■ **Problem statement**: In the housing market text below, do these statements agree with it? (a) The previous homebuilders' sentiment reading was the highest since October 2005. (b) Month-to-month readings matter more than longer-term trends. (c) The Federal Reserve has already made its first interest rate hike since 2006. Answer yes or no for each and quote the deciding words.

** Opening Text block block **

The U.S. economy just can’t seem to get a strong, sustained wind in its sails. Choppy financial waters overseas are a key reason. But the nation’s housing sector has continued to cruise ahead despite the way the performance of the broader U.S. economy has been put at risk by the troubles abroad.
Due in the coming week are a couple of readings on the housing market that should show more smooth sailing. Longer term, the question remains whether the U.S. economy can remain sufficiently resilient for the Federal Reserve to finally pull the trigger on the 1st interest rate hike since 2006.
Housing Sector ‘Renovation’ Still in Progress
The housing market was the economic equivalent of “ground zero” for the financial crisis, which morphed into the Great Recession. But that is mostly a distant memory at this point, at least from a statistical standpoint.
This week, the homebuilders’ trade group releases its monthly sentiment index. The previous reading stood at the highest level since October 2005, or before the crisis hit. Keep in mind volatility is seen in the data from 1 month to the next. Longer-term trends are more important, and they’re looking good. Homebuilders’ confidence is elevated and starts should continue to move upward. Household formation and improvement in the labor market should support this improvement.

** Closing Text block block **
** Opening Records block **

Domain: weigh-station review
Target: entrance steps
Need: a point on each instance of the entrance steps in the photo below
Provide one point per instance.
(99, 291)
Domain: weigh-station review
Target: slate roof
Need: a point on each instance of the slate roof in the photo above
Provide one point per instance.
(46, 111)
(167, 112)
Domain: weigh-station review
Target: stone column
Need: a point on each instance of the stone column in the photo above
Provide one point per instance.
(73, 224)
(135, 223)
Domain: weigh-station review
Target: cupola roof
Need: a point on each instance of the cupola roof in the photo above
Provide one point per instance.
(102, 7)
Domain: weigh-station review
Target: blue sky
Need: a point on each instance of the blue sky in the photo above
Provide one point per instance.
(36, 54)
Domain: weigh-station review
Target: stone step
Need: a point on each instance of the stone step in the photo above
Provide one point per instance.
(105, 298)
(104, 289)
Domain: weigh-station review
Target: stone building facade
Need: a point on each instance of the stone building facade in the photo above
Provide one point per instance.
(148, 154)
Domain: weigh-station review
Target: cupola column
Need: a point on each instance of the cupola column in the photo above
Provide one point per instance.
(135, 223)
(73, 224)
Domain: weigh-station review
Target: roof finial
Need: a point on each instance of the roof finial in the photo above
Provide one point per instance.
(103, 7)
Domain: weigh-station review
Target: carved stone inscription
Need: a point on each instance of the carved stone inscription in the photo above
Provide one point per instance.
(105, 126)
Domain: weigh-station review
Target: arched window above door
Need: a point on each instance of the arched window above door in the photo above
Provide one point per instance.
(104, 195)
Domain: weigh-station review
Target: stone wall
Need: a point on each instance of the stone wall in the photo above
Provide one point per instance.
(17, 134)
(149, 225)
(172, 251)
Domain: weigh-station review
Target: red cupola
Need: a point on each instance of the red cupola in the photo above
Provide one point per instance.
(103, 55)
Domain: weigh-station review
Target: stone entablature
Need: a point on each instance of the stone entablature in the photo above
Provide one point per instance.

** Closing Records block **

■ **Answer space**:
(a) Yes: "The previous reading stood at the highest level since October 2005"
(b) No: "Longer-term trends are more important"
(c) No: "the question remains whether the U.S. economy can remain sufficiently resilient for the Federal Reserve to finally pull the trigger on the 1st interest rate hike since 2006"